Point annotation records

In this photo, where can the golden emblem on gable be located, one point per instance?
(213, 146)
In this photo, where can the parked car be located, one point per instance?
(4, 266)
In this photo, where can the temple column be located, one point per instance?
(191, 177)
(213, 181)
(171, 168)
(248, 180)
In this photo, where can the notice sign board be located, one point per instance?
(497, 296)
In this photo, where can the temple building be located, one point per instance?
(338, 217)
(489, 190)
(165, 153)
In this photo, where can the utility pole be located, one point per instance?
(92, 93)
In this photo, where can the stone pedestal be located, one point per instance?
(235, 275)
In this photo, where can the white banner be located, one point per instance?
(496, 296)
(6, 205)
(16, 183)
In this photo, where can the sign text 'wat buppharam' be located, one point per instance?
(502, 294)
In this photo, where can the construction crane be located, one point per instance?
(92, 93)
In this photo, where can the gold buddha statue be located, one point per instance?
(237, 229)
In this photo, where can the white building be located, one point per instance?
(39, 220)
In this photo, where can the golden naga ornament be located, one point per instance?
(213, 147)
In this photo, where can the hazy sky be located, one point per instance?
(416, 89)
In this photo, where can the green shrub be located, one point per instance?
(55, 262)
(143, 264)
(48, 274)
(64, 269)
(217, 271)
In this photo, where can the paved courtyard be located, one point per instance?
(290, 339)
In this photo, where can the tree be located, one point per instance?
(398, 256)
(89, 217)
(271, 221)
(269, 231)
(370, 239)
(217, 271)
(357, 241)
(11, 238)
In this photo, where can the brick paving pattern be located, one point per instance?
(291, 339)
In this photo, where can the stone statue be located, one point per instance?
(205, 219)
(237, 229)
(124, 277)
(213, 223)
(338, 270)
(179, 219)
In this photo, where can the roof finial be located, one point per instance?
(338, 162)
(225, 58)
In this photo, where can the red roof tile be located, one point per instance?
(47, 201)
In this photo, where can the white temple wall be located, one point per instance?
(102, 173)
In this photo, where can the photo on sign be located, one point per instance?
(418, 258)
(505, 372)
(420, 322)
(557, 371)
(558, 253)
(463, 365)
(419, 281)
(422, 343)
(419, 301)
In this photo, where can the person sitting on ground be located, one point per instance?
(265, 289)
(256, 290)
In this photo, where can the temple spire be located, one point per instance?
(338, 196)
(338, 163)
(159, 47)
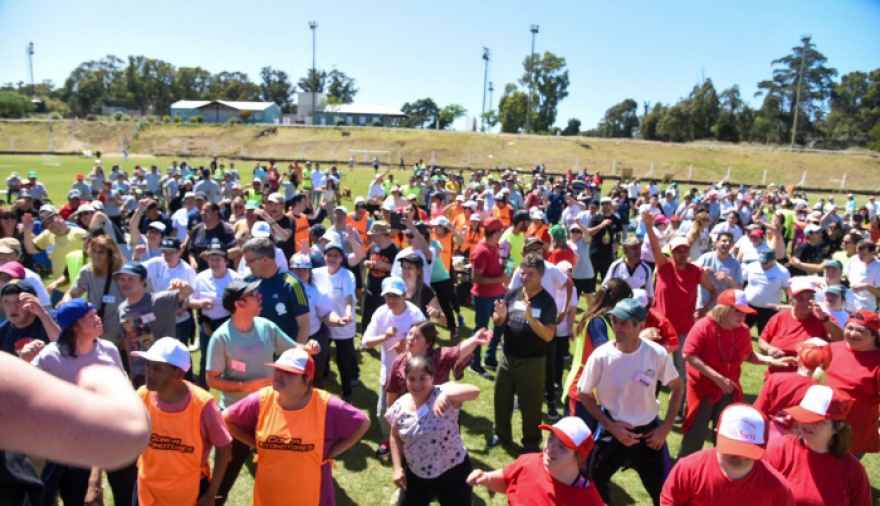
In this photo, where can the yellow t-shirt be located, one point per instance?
(58, 246)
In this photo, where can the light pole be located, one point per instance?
(486, 56)
(534, 30)
(313, 26)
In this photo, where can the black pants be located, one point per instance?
(445, 291)
(610, 455)
(72, 483)
(449, 488)
(346, 362)
(209, 325)
(556, 350)
(240, 452)
(760, 319)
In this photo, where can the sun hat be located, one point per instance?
(821, 403)
(737, 299)
(573, 433)
(742, 432)
(167, 350)
(295, 361)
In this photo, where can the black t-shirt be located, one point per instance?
(10, 334)
(601, 243)
(520, 341)
(808, 254)
(201, 238)
(376, 276)
(288, 246)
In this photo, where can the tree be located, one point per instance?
(512, 109)
(276, 87)
(573, 127)
(340, 87)
(313, 82)
(621, 120)
(14, 104)
(449, 114)
(422, 113)
(549, 76)
(815, 88)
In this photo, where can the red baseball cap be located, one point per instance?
(296, 361)
(737, 299)
(821, 403)
(867, 318)
(573, 433)
(743, 432)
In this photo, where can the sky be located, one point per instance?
(401, 51)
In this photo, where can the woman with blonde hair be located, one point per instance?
(783, 390)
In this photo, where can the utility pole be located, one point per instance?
(313, 25)
(486, 56)
(534, 30)
(31, 63)
(797, 99)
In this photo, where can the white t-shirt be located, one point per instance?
(340, 288)
(209, 287)
(859, 272)
(765, 287)
(625, 383)
(383, 319)
(160, 275)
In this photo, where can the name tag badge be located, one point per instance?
(644, 380)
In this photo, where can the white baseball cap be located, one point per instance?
(168, 350)
(742, 432)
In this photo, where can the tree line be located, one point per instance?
(830, 114)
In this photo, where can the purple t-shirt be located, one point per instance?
(341, 421)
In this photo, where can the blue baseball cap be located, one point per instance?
(70, 312)
(629, 309)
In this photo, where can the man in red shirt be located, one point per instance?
(488, 278)
(789, 328)
(678, 283)
(731, 473)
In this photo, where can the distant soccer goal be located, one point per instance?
(367, 155)
(51, 160)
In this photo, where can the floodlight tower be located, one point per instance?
(31, 64)
(486, 57)
(313, 25)
(534, 30)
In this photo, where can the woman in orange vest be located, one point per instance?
(186, 423)
(297, 430)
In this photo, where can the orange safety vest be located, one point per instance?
(290, 450)
(301, 234)
(170, 468)
(361, 226)
(447, 243)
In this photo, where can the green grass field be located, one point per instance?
(361, 478)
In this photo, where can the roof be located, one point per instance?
(241, 106)
(373, 110)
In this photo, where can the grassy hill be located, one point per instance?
(696, 161)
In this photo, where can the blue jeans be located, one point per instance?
(483, 309)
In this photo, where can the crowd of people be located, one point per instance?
(589, 298)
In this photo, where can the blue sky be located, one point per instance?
(400, 51)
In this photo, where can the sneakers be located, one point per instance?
(478, 369)
(383, 451)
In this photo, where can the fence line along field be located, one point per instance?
(361, 478)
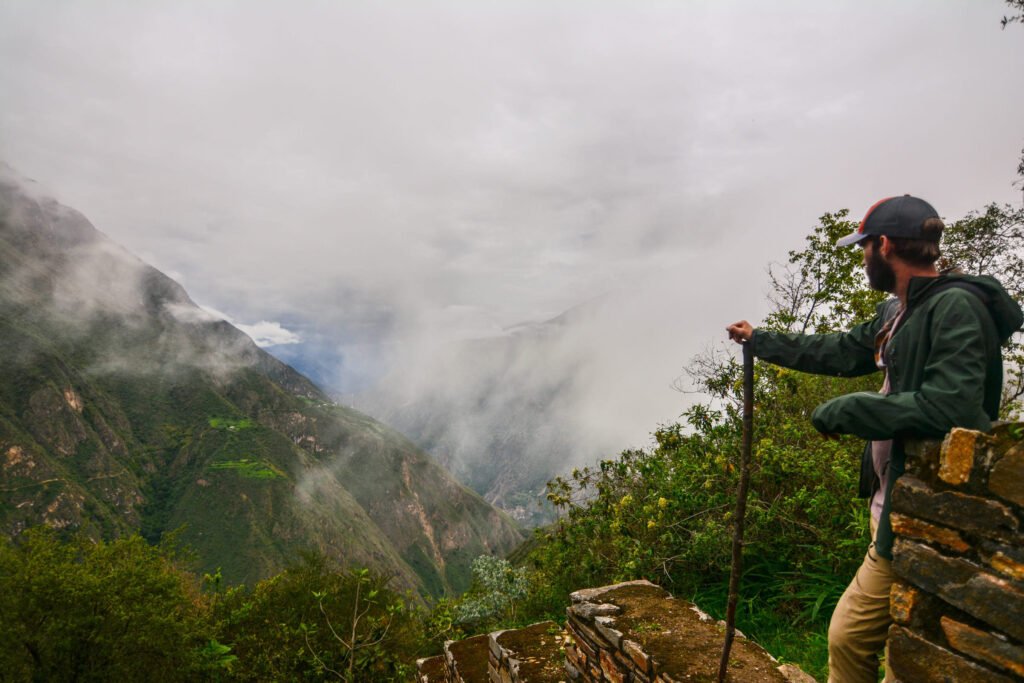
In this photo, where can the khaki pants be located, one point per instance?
(859, 625)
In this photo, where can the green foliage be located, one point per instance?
(666, 513)
(231, 424)
(100, 611)
(313, 622)
(250, 469)
(498, 589)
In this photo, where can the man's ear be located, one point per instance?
(885, 246)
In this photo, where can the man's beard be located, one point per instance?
(880, 274)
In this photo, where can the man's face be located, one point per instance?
(880, 274)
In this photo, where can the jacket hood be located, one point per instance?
(1005, 310)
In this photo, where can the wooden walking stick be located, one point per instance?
(737, 537)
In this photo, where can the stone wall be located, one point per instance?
(637, 633)
(532, 654)
(958, 516)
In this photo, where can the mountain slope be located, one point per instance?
(123, 406)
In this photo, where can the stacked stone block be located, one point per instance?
(534, 654)
(466, 660)
(958, 517)
(637, 633)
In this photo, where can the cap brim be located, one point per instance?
(851, 239)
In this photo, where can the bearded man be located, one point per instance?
(938, 343)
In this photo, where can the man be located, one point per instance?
(938, 343)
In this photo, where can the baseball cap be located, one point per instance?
(895, 217)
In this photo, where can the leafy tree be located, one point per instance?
(665, 513)
(100, 611)
(498, 589)
(314, 621)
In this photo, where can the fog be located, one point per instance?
(364, 186)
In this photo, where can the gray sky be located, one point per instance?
(395, 175)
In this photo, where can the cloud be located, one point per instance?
(390, 178)
(264, 333)
(269, 334)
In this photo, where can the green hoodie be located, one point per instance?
(944, 361)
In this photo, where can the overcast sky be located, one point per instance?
(374, 175)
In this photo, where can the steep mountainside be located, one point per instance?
(123, 406)
(496, 412)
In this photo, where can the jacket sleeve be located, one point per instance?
(841, 354)
(951, 391)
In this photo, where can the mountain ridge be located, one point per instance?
(124, 407)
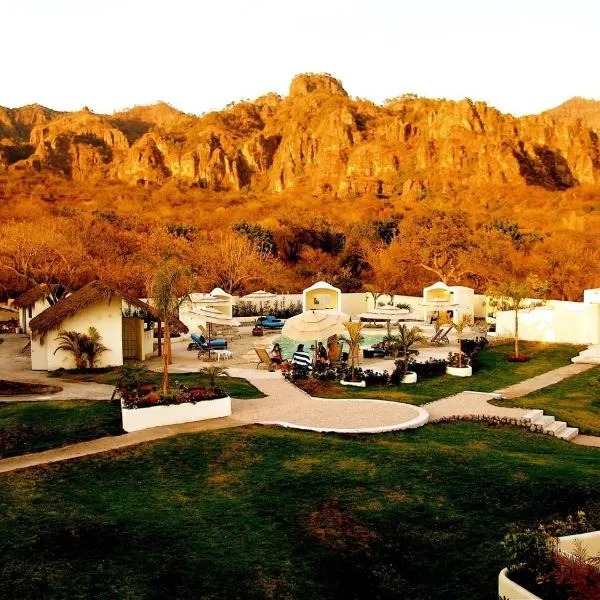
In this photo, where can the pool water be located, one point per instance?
(289, 346)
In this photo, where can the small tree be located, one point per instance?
(460, 325)
(72, 343)
(353, 338)
(168, 290)
(92, 346)
(516, 295)
(407, 338)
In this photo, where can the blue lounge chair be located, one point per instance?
(202, 344)
(269, 322)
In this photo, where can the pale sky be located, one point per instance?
(521, 56)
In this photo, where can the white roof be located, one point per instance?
(322, 285)
(219, 293)
(438, 285)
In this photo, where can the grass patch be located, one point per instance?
(236, 387)
(494, 373)
(575, 400)
(35, 426)
(20, 388)
(270, 513)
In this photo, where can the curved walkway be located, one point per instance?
(288, 406)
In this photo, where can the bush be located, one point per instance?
(432, 367)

### Short task
Rewrite the entire listing with every occurrence of "one point per instance" replaced by "one point per object" and all other text left unchanged. Leave any images out of your answer.

### Exercise response
In this photo, where can the golden emblem on gable be located, one point per object?
(213, 146)
In this photo, where can the parked car be located, one point per object?
(4, 266)
In this photo, where can the temple column be located, one point per object?
(191, 177)
(213, 181)
(171, 168)
(248, 180)
In this photo, where can the notice sign board be located, one point per object?
(497, 296)
In this photo, where can the temple building be located, one point per object?
(338, 217)
(489, 190)
(165, 153)
In this photo, where can the utility pole be located, one point per object?
(92, 93)
In this photo, where can the stone pedestal be located, one point per object?
(235, 275)
In this photo, where can the white banner be located, one point per object?
(496, 296)
(6, 205)
(16, 183)
In this photo, where can the sign text 'wat buppharam' be located, one point per object?
(502, 294)
In this photo, where can the construction crane be located, one point per object?
(92, 93)
In this photo, where can the gold buddha statue be located, one point per object?
(237, 229)
In this photo, where can the white building be located, one point per object?
(39, 220)
In this photo, where can the golden naga ornament be located, one point per object?
(213, 147)
In this photo, where can the hazy sky be located, one point per object?
(416, 89)
In this photo, where can the green shrub be located, one point per object?
(55, 262)
(143, 264)
(48, 274)
(64, 269)
(217, 271)
In this photo, where can the paved courtyard be located, one point per object?
(290, 339)
In this photo, where can the tree be located, one point per object?
(398, 256)
(89, 217)
(271, 221)
(269, 231)
(370, 239)
(217, 271)
(357, 241)
(11, 238)
In this photo, where can the brick paving pattern be located, one point per object?
(291, 339)
In this photo, where can the stone statue be located, one point per object?
(205, 219)
(237, 229)
(124, 277)
(213, 223)
(338, 270)
(179, 219)
In this photo, where can the roof finial be located, one point per object?
(338, 162)
(225, 58)
In this photo, where can the red roof tile be located, one point per object?
(47, 201)
In this photo, where can the white temple wall be located, one point per object?
(102, 173)
In this photo, where can the photo on sign be located, one point per object?
(418, 258)
(505, 372)
(420, 322)
(557, 371)
(558, 253)
(463, 365)
(419, 281)
(422, 343)
(419, 301)
In this photo, where can the person sitting on ground be located, one point per object?
(265, 289)
(256, 290)
In this photo, where can the temple spire be located, one point per object?
(338, 196)
(338, 163)
(159, 47)
In this photo, where can the yellow t-shirt be located, one point per object?
(58, 246)
In this photo, where can the light pole be located, one point per object?
(486, 56)
(534, 30)
(313, 26)
In this photo, where can the black pants be located, one point per object?
(445, 291)
(610, 455)
(72, 483)
(449, 488)
(346, 362)
(209, 325)
(556, 350)
(240, 452)
(760, 319)
In this photo, where can the sun hat be located, one point per object?
(821, 403)
(737, 299)
(573, 433)
(742, 432)
(167, 350)
(295, 361)
In this photo, where can the black t-shirt be located, one point per object?
(10, 334)
(601, 243)
(520, 341)
(808, 254)
(201, 238)
(376, 276)
(288, 246)
In this photo, where can the tree be located, one point per object?
(512, 109)
(276, 87)
(573, 127)
(340, 87)
(313, 82)
(621, 120)
(14, 104)
(449, 114)
(422, 113)
(549, 76)
(815, 88)
In this photo, where can the red baseball cap be located, one point per object?
(296, 361)
(737, 299)
(821, 403)
(867, 318)
(573, 433)
(743, 432)
In this photo, where can the sky be located, one point per object?
(401, 51)
In this photo, where can the woman with blonde hair be located, one point per object?
(783, 390)
In this photo, where can the utility pole be located, one point per object?
(313, 25)
(486, 56)
(534, 30)
(31, 63)
(797, 99)
In this photo, where can the white t-shirt be located, one point per object?
(340, 288)
(209, 287)
(859, 272)
(765, 287)
(625, 383)
(383, 319)
(160, 275)
In this photo, where can the name tag badge be located, one point per object?
(644, 380)
In this photo, where can the white baseball cap be located, one point per object?
(168, 350)
(742, 432)
In this photo, where can the tree line be located, one point per object?
(830, 114)
In this photo, where can the purple t-shirt be located, one point per object?
(341, 421)
In this photo, where can the blue baseball cap be located, one point per object?
(70, 312)
(629, 309)
In this photo, where can the man in red shirt be located, one point per object?
(488, 278)
(789, 328)
(678, 283)
(731, 473)
In this photo, where can the distant soccer goal be located, one point per object?
(367, 155)
(51, 160)
In this photo, where can the floodlight tower be located, one point per object?
(31, 64)
(486, 57)
(313, 25)
(534, 30)
In this photo, where can the woman in orange vest be located, one point per object?
(186, 423)
(297, 430)
In this photo, where can the orange safety vest be located, one point per object?
(290, 450)
(301, 234)
(170, 468)
(361, 226)
(447, 243)
In this photo, where can the green grass field be located, one point per object?
(361, 478)
In this photo, where can the roof be located, one point per object?
(241, 106)
(373, 110)
In this photo, where can the grassy hill be located, one point per object?
(696, 161)
In this photo, where can the blue jeans be located, one point per object?
(483, 309)
In this photo, where can the crowd of people be located, one point per object?
(589, 298)
In this photo, where can the blue sky be located, one point per object?
(400, 51)
In this photo, where can the sneakers be located, one point per object?
(478, 369)
(383, 451)
In this photo, where can the fence line along field be located, one point per object?
(361, 478)
In this photo, where can the khaki pants be located, one point per object?
(859, 625)
In this photo, where can the green foliage be located, one point per object?
(666, 513)
(231, 424)
(100, 611)
(313, 622)
(250, 469)
(498, 589)
In this photo, where can the man's ear be located, one point per object?
(885, 246)
In this photo, where can the man's beard be located, one point per object?
(880, 274)
In this photo, where can the man's face be located, one point per object?
(880, 274)
In this photo, where can the jacket hood be located, one point per object?
(1005, 310)
In this photo, where can the wooden walking stick be located, one point per object?
(737, 537)
In this photo, where can the stone wall be located, one point per object?
(637, 633)
(532, 654)
(958, 516)
In this photo, where can the mountain slope be located, one point per object?
(123, 406)
In this photo, where can the stacked stone block be located, one point per object?
(534, 654)
(466, 660)
(958, 517)
(637, 633)
In this photo, where can the cap brim be located, one point per object?
(851, 239)
In this photo, where can the bearded man be located, one point per object?
(938, 343)
In this photo, where can the man be located, one point per object?
(938, 343)
In this photo, where can the baseball cap be located, one point per object?
(895, 217)
In this photo, where can the leafy tree be located, one point per object?
(665, 513)
(100, 611)
(498, 589)
(314, 621)
In this photo, where can the fog be located, one point per object?
(364, 186)
In this photo, where can the gray sky be located, one point per object?
(395, 175)
In this photo, where can the cloud be located, one point per object?
(390, 178)
(264, 333)
(269, 334)
In this photo, where can the green hoodie be located, one point per object?
(944, 361)
In this photo, where can the overcast sky be located, one point per object?
(374, 175)
In this photo, where can the steep mountainside be located, one point per object?
(123, 406)
(496, 412)
In this photo, where can the jacket sleeve be located, one point per object?
(841, 354)
(951, 391)
In this photo, where can the mountain ridge be located, one point per object?
(124, 407)
In this photo, where can the pool water be located, one point per object?
(289, 346)
In this photo, where can the small tree be located, one point per object?
(460, 325)
(72, 343)
(353, 338)
(168, 290)
(92, 346)
(516, 295)
(407, 338)
In this photo, where can the blue lounge chair be located, one point per object?
(202, 344)
(269, 322)
In this photo, where can the pale sky be located, one point per object?
(521, 56)
In this photo, where can the white roof be located, one point per object?
(322, 285)
(219, 293)
(438, 285)
In this photo, where can the grass patch be located, one point per object?
(236, 387)
(494, 373)
(575, 400)
(35, 426)
(20, 388)
(270, 513)
In this photo, where can the curved walkway be located, one point per object?
(288, 406)
In this photo, where can the bush be located, one point per object?
(432, 367)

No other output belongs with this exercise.